##### Task material #####

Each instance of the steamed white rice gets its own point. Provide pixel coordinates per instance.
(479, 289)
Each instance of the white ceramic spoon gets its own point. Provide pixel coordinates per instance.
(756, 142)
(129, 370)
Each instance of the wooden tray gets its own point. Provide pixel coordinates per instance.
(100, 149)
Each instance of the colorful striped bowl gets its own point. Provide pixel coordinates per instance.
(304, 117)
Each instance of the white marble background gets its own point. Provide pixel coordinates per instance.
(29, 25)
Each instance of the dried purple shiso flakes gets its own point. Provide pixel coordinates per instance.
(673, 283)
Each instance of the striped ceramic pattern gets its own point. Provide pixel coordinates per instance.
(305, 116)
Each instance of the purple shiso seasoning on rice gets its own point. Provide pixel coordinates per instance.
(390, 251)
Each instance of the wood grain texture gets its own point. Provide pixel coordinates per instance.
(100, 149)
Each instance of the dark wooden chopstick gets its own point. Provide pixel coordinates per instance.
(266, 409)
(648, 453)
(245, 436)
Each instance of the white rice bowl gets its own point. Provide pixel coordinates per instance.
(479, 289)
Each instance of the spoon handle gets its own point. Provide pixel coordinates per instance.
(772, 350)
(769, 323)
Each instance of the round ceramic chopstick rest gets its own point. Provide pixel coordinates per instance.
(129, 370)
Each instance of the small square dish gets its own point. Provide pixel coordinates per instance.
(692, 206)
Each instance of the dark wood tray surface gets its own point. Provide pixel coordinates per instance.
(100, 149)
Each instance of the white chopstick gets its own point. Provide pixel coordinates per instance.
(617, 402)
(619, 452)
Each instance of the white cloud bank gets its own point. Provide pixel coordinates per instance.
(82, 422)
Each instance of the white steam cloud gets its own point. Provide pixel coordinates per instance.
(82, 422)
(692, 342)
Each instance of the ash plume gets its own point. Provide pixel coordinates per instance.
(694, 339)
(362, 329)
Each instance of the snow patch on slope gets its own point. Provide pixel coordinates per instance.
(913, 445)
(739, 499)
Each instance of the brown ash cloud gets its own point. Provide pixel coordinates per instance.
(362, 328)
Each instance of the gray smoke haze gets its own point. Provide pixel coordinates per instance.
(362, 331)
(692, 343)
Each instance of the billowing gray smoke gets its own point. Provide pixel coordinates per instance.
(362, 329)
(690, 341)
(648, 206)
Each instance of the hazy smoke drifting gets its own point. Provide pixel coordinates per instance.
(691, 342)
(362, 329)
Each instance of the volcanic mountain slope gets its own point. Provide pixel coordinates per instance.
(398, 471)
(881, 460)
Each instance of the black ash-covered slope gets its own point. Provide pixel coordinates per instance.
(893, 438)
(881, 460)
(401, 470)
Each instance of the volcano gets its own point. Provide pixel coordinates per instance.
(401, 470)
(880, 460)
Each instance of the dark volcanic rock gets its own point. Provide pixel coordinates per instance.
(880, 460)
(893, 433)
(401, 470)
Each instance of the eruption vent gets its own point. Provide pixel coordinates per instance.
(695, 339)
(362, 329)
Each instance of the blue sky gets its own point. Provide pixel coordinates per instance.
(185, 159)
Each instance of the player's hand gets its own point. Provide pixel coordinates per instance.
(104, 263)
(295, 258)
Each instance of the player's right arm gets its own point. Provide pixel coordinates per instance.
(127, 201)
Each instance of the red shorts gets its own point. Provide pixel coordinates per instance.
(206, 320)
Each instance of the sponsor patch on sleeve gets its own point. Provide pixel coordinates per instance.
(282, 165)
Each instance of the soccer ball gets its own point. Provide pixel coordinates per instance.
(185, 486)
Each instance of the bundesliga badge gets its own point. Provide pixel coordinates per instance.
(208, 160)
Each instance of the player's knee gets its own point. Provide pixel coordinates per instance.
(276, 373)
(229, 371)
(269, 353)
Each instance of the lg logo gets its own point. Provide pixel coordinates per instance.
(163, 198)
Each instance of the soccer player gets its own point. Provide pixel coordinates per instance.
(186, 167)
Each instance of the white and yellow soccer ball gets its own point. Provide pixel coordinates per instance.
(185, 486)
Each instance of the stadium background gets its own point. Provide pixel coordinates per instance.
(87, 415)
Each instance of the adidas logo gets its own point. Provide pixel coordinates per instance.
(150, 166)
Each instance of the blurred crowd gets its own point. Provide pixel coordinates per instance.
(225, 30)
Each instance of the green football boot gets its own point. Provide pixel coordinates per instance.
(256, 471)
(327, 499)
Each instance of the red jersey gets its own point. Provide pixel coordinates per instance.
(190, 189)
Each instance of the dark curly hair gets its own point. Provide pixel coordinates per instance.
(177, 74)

#####

■ **Problem statement**
Extract every line from the one with "Each instance of the eruption" down to the final line above, both included, exactly as written.

■ **Exercise solution**
Each instance of the eruption vent gets its own point. Provide pixel coordinates per instance.
(695, 339)
(362, 329)
Each instance of the blue sky gets its own point. Provide pixel coordinates per instance.
(185, 159)
Each instance of the player's hand gets its own point. Provide pixel coordinates per instance.
(104, 263)
(295, 258)
Each instance of the player's right arm gets its own point. Provide pixel coordinates per instance.
(127, 201)
Each instance of the red shorts gets its own point. Provide pixel coordinates per instance.
(206, 320)
Each instance of the sponsor patch on sleeve gets its own point. Provide pixel coordinates per instance.
(282, 165)
Each instance of the soccer ball gets its own point. Provide pixel coordinates per instance.
(185, 486)
Each instance of the bundesliga badge gets its own point. Provide pixel coordinates per instance.
(208, 160)
Each instance of the player's knee gets its own point. Provide pixel coordinates per instance.
(276, 373)
(229, 371)
(269, 353)
Each instance of the lg logo gets its own point. Provide pixel coordinates per instance.
(163, 198)
Each instance of the soccer player gets its own point. Provide pixel coordinates per instance.
(186, 167)
Each instance of the white and yellow soccer ball gets its own point. Provide pixel coordinates per instance.
(185, 486)
Each instance of the stadium background gets its own point. Provide pixel coordinates per instance.
(87, 415)
Each instance of the adidas logo gets its own point. Provide pixel coordinates per instance.
(150, 166)
Each instance of the blurred crowd gets its own point. Provide pixel coordinates per instance.
(225, 30)
Each instance of the green football boot gets its own point. Provide pixel coordinates per instance.
(256, 471)
(327, 499)
Each instance of the red jersey gets its own point. Provide pixel coordinates per instance.
(190, 189)
Each instance of the dark curly hair gets its own point. Provide pixel coordinates per instance.
(177, 74)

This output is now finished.